| PROBLEM DESCRIPTION |
Find the line containing "Target | plain backdrop" in the records below. Copy exactly that line and each one after it, ending at the line containing "Target | eyeglasses", and nothing more.

=== DATA FOR THE TASK ===

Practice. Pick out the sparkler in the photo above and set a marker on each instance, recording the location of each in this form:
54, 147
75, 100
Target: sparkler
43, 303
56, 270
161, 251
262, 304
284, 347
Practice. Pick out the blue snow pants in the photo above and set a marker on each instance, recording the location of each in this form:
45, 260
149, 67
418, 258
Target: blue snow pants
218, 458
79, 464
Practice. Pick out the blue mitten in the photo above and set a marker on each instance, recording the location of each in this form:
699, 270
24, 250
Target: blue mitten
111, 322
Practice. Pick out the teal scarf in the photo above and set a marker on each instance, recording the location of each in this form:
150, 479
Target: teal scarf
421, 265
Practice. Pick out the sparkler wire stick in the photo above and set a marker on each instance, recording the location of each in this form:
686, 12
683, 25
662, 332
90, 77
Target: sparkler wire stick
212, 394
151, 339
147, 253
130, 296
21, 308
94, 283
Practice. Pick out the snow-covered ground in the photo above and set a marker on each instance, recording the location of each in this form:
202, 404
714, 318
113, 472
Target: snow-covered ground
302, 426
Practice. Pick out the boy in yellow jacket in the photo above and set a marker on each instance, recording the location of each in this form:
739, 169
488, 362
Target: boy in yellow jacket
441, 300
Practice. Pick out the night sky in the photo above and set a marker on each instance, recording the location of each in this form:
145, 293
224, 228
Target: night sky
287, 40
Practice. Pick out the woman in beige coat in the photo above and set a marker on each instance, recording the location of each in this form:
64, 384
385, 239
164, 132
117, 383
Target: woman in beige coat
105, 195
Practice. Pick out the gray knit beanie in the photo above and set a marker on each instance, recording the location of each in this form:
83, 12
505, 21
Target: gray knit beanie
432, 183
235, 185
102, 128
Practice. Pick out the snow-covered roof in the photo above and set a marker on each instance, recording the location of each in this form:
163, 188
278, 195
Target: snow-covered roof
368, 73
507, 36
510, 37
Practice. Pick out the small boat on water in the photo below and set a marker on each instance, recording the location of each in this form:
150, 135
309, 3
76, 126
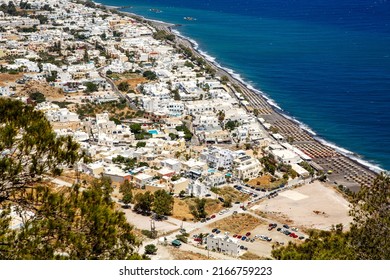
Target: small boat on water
155, 10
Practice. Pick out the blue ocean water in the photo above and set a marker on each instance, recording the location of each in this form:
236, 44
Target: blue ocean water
326, 63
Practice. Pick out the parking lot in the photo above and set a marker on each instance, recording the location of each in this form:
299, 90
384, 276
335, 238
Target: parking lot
313, 205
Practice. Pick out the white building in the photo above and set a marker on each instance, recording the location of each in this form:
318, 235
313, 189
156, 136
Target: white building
246, 167
223, 244
172, 164
286, 156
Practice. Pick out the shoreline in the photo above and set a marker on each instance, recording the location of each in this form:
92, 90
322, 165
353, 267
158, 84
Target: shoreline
275, 113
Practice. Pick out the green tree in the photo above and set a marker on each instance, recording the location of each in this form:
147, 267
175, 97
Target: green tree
123, 86
198, 210
230, 125
86, 56
176, 95
150, 249
173, 136
70, 225
150, 75
370, 235
126, 190
135, 128
37, 97
143, 202
91, 87
224, 79
30, 149
141, 144
163, 203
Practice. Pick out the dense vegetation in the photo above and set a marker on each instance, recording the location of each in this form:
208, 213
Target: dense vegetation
67, 224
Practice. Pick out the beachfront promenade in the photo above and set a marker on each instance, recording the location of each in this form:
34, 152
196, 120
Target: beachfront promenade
340, 169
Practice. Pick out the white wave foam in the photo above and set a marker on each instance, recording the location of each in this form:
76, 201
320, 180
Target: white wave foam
270, 101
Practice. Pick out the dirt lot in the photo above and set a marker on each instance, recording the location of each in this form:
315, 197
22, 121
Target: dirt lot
9, 78
310, 206
185, 255
233, 194
265, 182
181, 208
237, 224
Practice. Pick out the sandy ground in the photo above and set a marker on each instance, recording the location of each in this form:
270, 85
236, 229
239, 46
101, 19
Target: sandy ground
143, 222
311, 206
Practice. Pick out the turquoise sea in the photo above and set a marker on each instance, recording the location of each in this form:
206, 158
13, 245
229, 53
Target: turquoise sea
324, 63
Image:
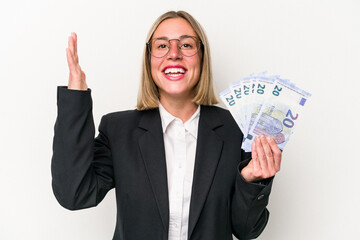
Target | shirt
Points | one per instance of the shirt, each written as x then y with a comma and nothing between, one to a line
180,147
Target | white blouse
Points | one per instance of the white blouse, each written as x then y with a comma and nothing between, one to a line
180,147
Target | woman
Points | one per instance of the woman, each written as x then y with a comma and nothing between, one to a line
176,162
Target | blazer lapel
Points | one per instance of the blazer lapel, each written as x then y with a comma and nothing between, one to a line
152,149
208,151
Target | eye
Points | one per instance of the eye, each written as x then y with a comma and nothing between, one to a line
186,45
162,46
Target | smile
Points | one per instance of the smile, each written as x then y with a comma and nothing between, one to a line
174,72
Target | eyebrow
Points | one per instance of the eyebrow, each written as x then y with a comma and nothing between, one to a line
166,38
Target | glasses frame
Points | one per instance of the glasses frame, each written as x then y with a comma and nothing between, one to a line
148,44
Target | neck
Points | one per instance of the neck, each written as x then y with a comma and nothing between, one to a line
180,108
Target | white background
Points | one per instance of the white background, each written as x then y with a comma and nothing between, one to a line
314,43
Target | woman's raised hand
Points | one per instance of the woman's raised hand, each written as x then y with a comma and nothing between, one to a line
77,78
265,162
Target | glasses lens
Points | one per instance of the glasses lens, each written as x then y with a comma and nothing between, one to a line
189,46
159,47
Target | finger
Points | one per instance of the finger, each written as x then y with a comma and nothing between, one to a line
268,155
255,160
261,154
276,153
70,60
75,47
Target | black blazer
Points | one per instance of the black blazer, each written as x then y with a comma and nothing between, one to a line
128,155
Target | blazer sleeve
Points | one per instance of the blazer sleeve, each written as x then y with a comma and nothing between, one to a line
249,215
81,166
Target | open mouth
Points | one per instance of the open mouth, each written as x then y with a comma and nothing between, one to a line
174,71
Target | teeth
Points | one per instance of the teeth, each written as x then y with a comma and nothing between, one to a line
174,70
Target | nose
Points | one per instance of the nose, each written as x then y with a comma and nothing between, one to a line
174,52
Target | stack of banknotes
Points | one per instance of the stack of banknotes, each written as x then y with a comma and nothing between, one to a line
264,104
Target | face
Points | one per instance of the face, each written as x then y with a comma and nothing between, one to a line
175,74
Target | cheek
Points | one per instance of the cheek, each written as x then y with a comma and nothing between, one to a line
155,64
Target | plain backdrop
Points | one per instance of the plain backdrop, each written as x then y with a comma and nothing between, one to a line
313,43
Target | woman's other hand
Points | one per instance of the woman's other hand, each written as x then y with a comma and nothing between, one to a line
265,162
77,78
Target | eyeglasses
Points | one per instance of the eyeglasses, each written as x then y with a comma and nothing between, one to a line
188,46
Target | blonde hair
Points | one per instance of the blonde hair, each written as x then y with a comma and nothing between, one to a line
148,96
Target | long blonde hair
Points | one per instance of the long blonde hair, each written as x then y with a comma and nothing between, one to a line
148,96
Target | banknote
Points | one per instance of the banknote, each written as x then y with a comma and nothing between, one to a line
263,104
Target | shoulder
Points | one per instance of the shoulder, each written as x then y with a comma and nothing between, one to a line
127,117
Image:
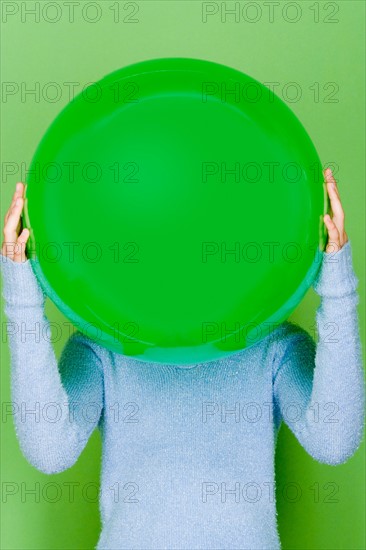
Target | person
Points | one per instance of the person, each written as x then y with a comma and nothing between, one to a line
187,451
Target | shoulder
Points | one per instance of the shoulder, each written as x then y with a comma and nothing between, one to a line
289,341
86,348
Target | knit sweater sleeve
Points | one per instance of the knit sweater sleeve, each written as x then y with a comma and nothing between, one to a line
319,387
55,404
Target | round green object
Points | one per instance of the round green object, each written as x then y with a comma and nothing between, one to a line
175,210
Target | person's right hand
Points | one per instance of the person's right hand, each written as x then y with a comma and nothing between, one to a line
15,236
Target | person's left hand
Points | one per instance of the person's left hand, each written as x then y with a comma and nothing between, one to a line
337,236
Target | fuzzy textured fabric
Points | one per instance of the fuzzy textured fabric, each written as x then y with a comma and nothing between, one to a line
188,451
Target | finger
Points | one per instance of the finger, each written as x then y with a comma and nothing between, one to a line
333,244
334,197
11,226
19,192
19,250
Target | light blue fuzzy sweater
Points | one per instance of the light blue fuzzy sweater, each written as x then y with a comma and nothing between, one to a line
188,451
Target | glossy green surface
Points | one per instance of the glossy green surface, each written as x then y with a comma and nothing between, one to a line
175,211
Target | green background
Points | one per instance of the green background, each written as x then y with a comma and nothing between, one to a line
322,53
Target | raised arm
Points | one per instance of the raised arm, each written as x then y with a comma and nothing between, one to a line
319,388
55,405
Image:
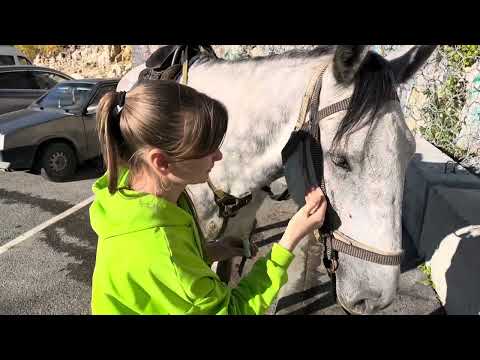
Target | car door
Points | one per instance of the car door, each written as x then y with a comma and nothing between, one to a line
18,89
90,122
46,80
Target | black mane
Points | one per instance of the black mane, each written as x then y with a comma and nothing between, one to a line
374,86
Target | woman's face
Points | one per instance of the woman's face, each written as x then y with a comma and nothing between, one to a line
195,171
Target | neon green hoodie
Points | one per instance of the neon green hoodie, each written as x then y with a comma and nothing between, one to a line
150,260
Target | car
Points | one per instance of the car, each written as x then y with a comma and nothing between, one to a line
10,55
55,133
21,85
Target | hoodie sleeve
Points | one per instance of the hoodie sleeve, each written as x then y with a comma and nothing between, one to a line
209,295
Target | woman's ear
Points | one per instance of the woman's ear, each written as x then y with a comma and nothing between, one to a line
158,161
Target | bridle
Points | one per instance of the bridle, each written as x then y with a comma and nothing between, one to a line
333,241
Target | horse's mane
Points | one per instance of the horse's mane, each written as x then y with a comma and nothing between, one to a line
374,84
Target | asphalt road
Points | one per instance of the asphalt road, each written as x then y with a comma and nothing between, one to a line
50,272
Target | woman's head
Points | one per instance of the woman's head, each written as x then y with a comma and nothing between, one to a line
164,129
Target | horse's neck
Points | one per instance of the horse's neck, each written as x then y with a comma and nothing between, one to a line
263,99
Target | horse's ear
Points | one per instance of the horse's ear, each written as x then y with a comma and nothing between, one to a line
404,66
347,61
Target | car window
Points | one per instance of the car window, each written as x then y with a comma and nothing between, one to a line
66,97
46,80
102,91
17,80
24,61
7,60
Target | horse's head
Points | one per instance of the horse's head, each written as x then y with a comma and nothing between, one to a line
366,152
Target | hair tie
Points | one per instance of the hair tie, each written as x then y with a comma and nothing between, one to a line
120,101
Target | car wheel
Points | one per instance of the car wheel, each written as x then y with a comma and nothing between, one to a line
58,162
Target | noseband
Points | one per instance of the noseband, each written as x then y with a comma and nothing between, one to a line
334,241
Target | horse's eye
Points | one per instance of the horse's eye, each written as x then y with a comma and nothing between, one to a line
340,161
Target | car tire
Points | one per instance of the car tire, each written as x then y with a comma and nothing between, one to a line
58,162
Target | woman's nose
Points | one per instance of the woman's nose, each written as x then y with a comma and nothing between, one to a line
217,155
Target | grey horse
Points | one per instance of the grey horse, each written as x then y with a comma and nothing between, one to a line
366,148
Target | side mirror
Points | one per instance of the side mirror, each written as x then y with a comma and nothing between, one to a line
91,110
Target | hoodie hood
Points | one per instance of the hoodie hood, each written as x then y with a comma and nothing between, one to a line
128,211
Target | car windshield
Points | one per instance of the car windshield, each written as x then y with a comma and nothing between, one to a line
66,97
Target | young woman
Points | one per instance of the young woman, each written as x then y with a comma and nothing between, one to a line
156,139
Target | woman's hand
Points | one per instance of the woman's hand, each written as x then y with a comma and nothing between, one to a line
307,219
227,248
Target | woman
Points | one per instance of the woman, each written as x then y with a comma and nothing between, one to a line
155,140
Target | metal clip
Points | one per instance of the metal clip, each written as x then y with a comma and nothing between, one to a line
454,167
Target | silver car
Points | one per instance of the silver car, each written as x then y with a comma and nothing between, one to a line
56,132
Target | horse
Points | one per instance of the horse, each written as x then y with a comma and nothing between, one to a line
366,147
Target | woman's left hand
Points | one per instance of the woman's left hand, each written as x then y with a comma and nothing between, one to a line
227,248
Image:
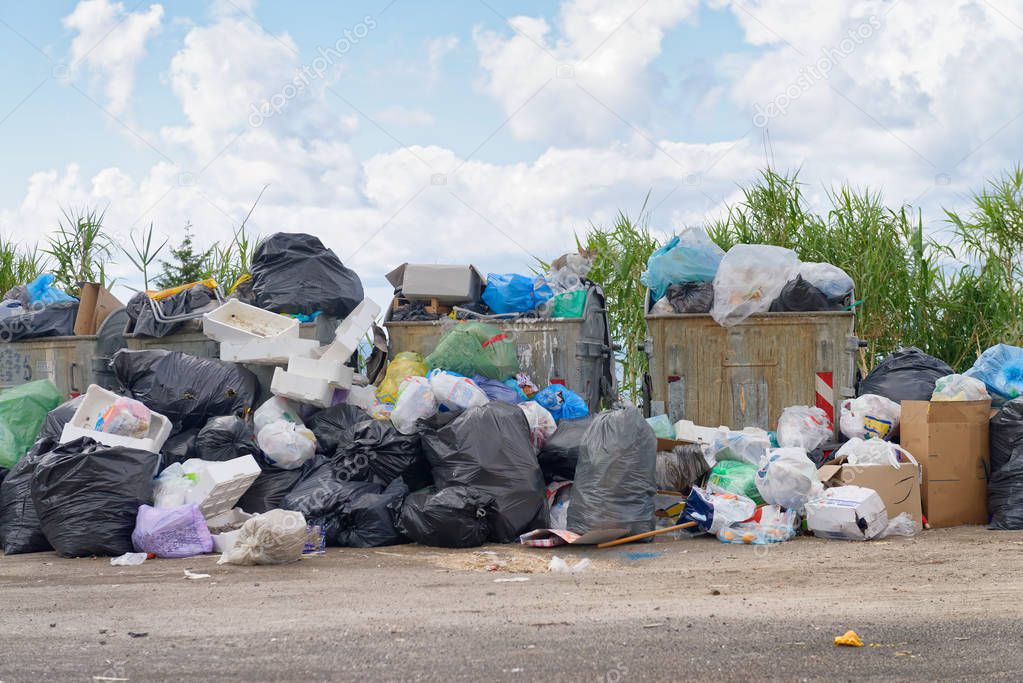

===

| PROBLEM SOLUTION |
Target | plain backdrop
Points | one per instance of the plain backdrop, each written as x then y with a comma and nothing between, one to a line
313,43
Target | woman's other hand
Points | one per instance of the woman's other hand, each written as x then y with a comma and nothing between, one to a line
265,162
77,78
Target | eyeglasses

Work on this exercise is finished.